*** Reading text ***
Timer triggers in Azure Functions use NCRONTAB format: {second} {minute} {hour} {day} {month} {day-of-week}. In this deployment, the schedule is 0 */2 * * * * (every 2 minutes).

On Consumption (Y1), timer execution depends on host availability. If the host is unavailable during scheduled windows, expected executions can be missed. After restart, the runtime can emit a catch-up invocation with isPastDue=true, but it does not replay every missed window as one-by-one historical executions.

This lab validates that behavior with production evidence from labshared-func in rg-lab-y1-shared using telemetry from traces and requests.
*** End of Reading text ***
*** Dataset records ***
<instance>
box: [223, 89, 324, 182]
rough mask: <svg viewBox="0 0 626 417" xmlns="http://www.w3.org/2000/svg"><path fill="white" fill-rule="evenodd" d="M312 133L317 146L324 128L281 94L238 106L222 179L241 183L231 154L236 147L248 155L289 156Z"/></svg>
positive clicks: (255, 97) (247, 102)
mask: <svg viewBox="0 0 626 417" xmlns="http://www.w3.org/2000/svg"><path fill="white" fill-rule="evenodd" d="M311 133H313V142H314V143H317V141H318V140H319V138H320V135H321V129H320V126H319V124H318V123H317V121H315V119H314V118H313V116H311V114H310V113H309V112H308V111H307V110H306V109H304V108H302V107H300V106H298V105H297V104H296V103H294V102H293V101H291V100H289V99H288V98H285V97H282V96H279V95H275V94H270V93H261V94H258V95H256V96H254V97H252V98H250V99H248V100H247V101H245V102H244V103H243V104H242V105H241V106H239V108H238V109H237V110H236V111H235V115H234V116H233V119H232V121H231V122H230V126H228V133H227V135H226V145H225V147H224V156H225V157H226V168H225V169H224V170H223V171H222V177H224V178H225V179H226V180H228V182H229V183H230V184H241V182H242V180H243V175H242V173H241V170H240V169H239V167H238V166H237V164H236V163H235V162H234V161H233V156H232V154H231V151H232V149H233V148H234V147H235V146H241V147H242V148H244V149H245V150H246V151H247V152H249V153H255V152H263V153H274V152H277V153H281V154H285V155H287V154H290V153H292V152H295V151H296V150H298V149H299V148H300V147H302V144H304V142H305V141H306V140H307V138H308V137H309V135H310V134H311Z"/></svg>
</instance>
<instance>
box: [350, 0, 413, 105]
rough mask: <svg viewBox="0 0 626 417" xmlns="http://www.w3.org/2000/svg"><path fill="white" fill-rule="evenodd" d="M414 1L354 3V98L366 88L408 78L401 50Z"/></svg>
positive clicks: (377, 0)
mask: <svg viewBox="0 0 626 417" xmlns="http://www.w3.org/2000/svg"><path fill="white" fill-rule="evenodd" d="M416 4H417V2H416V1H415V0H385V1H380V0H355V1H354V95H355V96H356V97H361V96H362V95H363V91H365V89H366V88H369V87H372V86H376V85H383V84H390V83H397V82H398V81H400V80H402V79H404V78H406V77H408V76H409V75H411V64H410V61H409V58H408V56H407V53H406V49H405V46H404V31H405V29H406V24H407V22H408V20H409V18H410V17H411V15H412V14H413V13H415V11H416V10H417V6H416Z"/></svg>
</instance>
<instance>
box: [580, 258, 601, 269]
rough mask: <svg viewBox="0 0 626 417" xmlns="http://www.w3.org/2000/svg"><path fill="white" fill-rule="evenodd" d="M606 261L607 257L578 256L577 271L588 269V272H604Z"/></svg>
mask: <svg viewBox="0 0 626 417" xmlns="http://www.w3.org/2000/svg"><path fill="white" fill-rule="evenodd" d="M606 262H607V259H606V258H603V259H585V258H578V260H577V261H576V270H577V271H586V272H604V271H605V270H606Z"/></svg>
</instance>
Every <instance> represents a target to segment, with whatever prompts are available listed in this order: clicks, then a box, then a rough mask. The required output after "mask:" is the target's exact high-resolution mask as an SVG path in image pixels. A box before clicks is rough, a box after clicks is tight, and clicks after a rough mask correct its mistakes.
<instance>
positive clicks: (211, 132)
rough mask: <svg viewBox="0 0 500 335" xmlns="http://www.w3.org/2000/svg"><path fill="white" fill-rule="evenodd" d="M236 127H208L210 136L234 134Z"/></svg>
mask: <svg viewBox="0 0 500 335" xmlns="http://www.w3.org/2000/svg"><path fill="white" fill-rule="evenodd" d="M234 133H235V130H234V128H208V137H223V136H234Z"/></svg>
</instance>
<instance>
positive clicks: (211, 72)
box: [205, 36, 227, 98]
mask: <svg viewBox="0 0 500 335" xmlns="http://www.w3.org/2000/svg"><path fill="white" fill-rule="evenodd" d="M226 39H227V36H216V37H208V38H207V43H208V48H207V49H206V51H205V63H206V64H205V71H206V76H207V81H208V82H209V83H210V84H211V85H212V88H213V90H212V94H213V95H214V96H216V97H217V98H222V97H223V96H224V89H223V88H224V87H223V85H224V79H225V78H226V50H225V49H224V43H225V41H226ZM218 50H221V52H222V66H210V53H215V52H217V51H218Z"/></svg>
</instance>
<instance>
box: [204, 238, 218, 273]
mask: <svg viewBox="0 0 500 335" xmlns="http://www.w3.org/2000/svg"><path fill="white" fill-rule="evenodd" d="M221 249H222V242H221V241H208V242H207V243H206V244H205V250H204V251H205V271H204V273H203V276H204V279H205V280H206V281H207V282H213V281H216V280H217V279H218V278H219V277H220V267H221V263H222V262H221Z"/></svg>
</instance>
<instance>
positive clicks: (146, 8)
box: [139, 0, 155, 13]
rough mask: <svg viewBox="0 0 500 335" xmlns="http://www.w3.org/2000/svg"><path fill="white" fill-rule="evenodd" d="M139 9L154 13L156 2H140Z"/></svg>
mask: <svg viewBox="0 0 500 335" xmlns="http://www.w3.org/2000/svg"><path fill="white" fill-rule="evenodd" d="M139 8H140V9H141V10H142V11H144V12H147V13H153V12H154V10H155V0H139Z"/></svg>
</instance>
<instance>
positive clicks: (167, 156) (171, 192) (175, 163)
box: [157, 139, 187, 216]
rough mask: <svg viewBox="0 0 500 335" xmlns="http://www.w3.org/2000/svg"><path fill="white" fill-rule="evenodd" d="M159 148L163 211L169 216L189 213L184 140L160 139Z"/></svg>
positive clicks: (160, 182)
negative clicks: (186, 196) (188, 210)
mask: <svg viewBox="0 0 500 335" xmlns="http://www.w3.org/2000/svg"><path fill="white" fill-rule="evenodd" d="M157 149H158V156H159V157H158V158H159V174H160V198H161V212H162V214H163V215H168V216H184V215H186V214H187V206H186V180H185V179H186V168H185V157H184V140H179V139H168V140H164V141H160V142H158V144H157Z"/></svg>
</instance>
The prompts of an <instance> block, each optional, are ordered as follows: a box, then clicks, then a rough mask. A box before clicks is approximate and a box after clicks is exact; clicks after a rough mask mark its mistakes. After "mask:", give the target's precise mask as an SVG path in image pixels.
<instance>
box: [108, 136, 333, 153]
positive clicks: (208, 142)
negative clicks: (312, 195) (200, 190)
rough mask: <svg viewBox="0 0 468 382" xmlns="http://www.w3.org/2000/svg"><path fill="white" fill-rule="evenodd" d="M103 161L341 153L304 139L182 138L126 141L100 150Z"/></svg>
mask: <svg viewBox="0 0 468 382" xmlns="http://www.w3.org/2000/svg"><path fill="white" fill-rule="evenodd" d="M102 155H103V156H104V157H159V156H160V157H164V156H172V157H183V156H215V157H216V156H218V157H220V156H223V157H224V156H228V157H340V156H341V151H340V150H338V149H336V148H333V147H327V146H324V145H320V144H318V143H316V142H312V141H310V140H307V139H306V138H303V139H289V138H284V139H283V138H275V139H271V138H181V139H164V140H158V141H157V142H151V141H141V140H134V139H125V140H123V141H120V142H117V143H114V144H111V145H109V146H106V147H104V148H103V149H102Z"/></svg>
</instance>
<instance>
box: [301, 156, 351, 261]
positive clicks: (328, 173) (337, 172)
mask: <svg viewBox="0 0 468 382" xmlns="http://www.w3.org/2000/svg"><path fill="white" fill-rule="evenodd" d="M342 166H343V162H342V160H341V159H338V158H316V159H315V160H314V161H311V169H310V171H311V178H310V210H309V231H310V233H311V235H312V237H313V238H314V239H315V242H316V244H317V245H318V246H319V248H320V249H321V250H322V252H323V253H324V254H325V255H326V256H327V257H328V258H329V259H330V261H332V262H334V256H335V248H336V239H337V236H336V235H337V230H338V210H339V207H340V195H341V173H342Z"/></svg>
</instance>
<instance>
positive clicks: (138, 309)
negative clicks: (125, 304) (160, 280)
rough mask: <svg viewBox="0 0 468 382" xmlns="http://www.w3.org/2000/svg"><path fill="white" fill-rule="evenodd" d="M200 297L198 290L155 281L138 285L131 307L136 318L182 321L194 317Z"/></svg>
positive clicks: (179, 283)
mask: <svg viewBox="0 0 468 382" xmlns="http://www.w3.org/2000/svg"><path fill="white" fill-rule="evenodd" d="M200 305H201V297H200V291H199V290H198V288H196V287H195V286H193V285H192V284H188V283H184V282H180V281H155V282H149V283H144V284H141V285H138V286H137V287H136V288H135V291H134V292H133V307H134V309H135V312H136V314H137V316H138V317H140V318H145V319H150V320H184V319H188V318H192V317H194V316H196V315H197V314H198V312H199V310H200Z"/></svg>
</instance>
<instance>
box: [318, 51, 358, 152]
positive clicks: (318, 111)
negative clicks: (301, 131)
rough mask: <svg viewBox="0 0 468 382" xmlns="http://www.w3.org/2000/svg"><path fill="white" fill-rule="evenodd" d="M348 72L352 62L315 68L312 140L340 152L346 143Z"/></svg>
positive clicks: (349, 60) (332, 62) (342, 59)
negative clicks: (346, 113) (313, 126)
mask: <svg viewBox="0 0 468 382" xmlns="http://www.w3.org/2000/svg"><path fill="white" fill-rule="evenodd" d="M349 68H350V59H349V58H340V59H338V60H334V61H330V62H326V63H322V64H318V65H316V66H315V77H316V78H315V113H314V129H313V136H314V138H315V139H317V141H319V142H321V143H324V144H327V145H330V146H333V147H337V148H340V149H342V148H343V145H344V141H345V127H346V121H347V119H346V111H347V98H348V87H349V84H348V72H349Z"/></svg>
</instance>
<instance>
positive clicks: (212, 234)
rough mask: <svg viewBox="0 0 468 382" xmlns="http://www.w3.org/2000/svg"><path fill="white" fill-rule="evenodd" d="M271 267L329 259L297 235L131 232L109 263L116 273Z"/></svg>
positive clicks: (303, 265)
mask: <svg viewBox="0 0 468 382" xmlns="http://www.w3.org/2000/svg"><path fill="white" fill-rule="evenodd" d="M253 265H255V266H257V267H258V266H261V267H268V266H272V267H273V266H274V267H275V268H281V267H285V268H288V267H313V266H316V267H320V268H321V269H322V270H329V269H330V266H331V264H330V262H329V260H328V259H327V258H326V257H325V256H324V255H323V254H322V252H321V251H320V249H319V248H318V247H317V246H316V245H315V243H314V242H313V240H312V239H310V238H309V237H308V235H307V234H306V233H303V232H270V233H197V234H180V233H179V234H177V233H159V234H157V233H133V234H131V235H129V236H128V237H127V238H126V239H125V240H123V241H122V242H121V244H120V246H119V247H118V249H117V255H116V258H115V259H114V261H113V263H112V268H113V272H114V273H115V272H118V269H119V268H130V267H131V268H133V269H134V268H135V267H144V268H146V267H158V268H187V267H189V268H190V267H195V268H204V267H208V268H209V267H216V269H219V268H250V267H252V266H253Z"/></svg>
*** End of Dataset records ***
- Task requirements
1. In the Azure Functions timer-trigger text, what schedule does this deployment use?
2. Continue the Azure Functions timer-trigger text from its last sentence.

- Responses for each task
1. The schedule is 0 */2 * * * *, meaning every 2 minutes.

2.
Failure progression model

flowchart TD
    A[Timer trigger configured at 2-minute interval] --> B[Regular schedule fires]
    B --> C[App stopped intentionally]
    C --> D[Scheduled windows pass without active host]
    D --> E[Invocation gaps appear]
    E --> F[App started]
    F --> G[Runtime evaluates overdue schedule]
    G --> H[Catch-up invocation with isPastDue=true]
    H --> I[Normal schedule resumes]

2) Hypothesis

Formal statement

If labshared-func is unavailable during timer schedule windows, then scheduled executions are missed; on restart, one catch-up fire may occur with isPastDue=true, but missed windows are not replayed individually.

Proof criteria

  1. Missing invocation records for expected 2-minute windows during the stop interval.
  2. First post-restart invocation with isPastDue=true.
  3. Subsequent invocation at normal 2-minute cadence with isPastDue=false.

Disproof criteria

  1. Individual replays exist for each missed window.
  2. No isPastDue=true evidence after restart.
  3. Gaps are explained by schedule misconfiguration instead of host unavailability.

3) Runbook

Prerequisites

  1. Authenticate Azure CLI.
  2. Set the active subscription.
  3. Install Functions Core Tools.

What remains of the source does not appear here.